> [执行任务] 根据下方的源文档，该泰语语音识别服务允许上传的音频文件最大为多少？

> [源文档]
______

跳到主要内容

🇹🇭 泰语语音转文本 (ASR) 基础版

1 IC每60秒
✅ 活跃🎙️ 语音

欢迎使用泰语 ASR 基础版 - 我们的标准泰语自动语音识别服务。此版本提供快速的处理速度,同时为通用用例保持良好的准确性。

iApp Text to Speech API

试用演示

Example File (Click to try)

Selected: 2ppl.wav

入门指南

  1. 先决条件

    • 艾艾普科技的 API 密钥
    • 支持格式的音频文件
    • 支持的格式:MP3、WAV、AAC、M4A
    • 最大文件长度:不超过 30 分钟
    • 最大文件大小:1GB
  2. 快速开始

    • 响应时间 0.3 秒,处理速度快
    • 高准确率(85.48% WER 准确率)
    • 支持泰语
  3. 主要功能

    • 从音频文件中提取文本
    • 声纹分割
    • 快速处理速度
    • 灵活的 JSON 响应格式
  4. 安全与合规

    • 符合 GDPR 和 PDPA
    • 处理后不保留数据
如何获取 API 密钥?

请访问 API 密钥管理 页面查看您现有的 API 密钥或申请新密钥。

______

位置识别记录
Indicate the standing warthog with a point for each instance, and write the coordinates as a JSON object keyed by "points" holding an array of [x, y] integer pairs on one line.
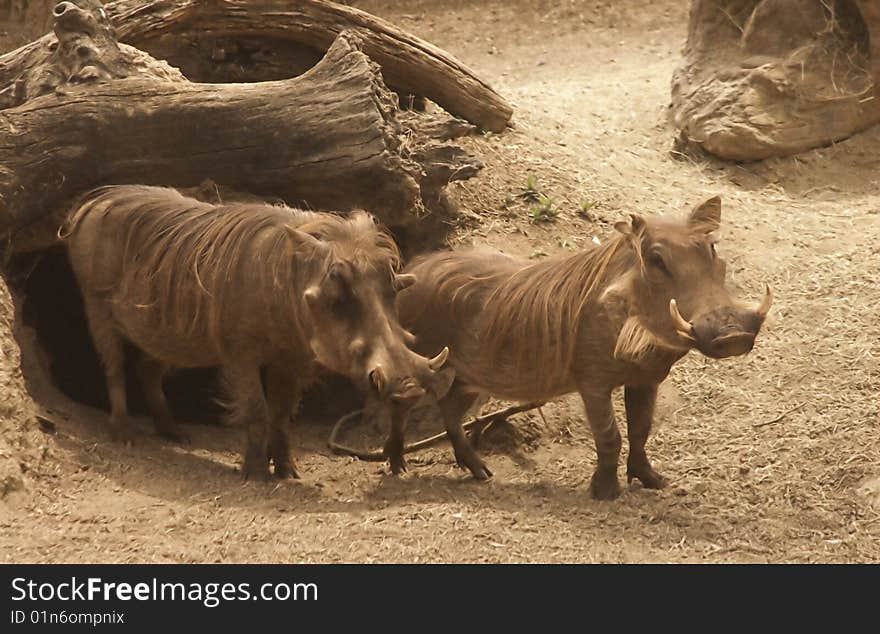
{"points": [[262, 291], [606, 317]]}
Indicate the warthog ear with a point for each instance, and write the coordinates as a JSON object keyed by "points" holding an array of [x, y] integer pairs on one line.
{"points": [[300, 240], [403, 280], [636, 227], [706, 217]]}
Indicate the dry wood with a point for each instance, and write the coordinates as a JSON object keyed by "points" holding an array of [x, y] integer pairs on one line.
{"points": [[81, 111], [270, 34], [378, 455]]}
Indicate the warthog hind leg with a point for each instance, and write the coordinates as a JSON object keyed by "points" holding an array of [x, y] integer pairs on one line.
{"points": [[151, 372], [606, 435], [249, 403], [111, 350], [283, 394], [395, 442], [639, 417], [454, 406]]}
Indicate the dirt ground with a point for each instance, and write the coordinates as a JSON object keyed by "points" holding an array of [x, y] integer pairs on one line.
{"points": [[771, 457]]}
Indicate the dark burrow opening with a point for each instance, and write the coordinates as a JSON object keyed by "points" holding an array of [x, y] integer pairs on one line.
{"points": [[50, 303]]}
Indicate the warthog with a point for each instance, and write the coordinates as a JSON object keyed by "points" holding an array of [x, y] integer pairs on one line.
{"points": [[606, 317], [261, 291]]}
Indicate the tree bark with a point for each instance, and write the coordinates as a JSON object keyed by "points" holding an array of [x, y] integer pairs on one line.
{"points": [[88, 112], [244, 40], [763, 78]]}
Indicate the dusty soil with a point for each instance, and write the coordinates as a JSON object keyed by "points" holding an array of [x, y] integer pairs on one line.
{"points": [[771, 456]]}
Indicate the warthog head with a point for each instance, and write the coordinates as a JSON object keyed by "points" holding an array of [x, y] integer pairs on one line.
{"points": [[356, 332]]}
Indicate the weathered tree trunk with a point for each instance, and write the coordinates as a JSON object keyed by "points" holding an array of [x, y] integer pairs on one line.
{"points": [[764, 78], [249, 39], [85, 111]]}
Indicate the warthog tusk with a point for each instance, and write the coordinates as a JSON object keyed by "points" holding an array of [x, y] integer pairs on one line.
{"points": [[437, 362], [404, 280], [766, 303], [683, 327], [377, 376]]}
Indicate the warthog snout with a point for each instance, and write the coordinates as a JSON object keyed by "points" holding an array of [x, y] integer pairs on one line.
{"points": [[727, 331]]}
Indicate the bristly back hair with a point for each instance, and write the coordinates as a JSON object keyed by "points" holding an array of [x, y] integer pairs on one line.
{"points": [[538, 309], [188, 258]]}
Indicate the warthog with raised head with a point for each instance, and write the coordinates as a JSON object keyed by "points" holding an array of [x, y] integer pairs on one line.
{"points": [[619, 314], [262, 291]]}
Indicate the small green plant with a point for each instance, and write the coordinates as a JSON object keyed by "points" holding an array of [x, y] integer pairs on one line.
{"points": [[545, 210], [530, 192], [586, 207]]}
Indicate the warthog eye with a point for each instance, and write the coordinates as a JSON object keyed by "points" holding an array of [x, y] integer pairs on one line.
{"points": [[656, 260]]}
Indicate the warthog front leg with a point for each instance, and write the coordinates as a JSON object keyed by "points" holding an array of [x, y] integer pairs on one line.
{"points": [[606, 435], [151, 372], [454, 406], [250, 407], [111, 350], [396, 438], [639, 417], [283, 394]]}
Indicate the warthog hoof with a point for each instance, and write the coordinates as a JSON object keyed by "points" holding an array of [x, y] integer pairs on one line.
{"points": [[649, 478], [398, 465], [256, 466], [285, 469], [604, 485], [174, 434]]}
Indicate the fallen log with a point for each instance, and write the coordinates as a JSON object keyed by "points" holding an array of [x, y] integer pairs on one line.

______

> [任务答案] 最大文件大小为 1GB。